— Begin STORED RECORDS —

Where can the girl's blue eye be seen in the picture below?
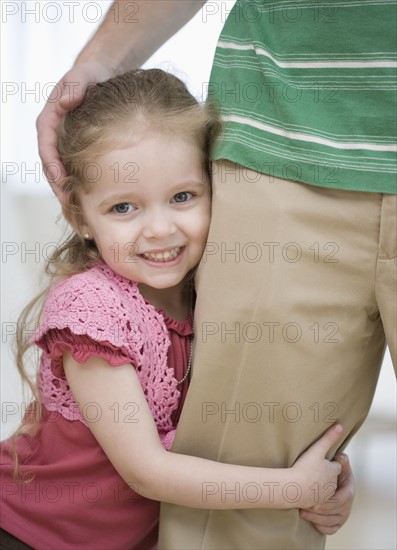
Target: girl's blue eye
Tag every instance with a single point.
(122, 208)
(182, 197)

— End STORED RECORDS —
— Begin STORED RECORDS —

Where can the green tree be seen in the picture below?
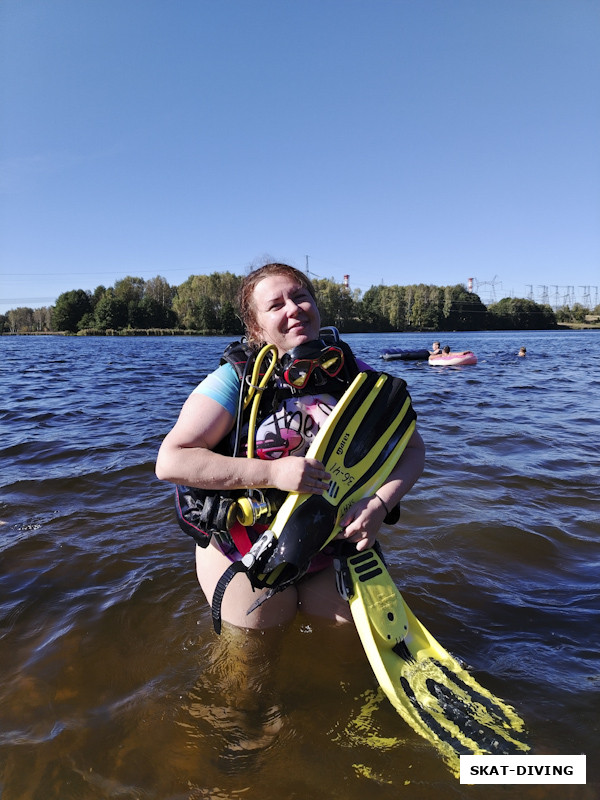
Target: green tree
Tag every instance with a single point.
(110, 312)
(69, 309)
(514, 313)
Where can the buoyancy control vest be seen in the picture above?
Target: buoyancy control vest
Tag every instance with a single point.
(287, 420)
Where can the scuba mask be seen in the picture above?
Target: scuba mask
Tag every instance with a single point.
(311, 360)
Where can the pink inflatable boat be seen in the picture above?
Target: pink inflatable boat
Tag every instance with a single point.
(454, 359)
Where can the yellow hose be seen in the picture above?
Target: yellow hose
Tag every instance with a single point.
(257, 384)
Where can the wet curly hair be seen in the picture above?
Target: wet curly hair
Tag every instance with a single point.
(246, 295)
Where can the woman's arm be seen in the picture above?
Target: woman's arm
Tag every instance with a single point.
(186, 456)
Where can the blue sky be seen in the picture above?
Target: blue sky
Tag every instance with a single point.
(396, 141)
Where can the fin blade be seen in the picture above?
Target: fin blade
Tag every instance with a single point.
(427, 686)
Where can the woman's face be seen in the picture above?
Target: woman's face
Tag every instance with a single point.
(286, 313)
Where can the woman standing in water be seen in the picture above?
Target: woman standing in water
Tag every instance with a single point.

— End STORED RECORDS —
— Begin STORED RECORDS —

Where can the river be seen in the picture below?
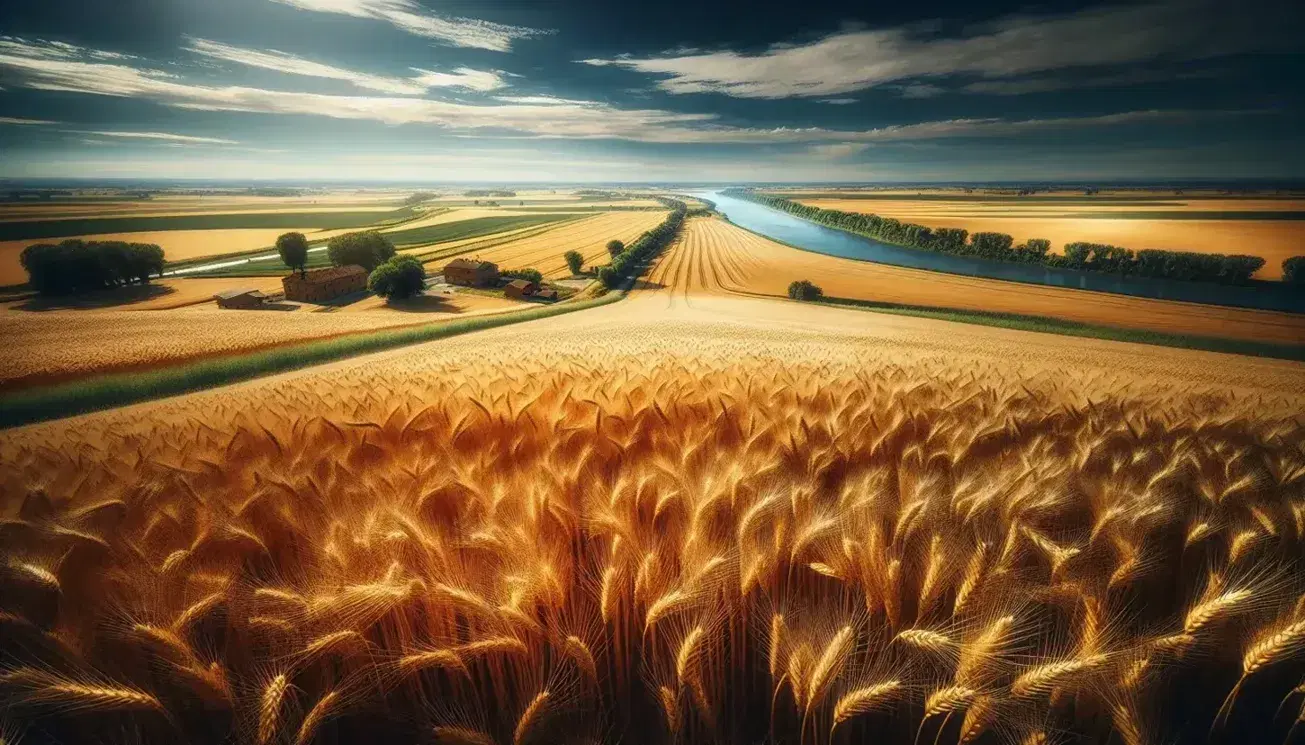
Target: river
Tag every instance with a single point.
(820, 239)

— End STORED RECORDS —

§ **WORK TO COMPLETE**:
Count the lines above that contain the word "blade" and reply with only the number.

§ **TASK RESPONSE**:
2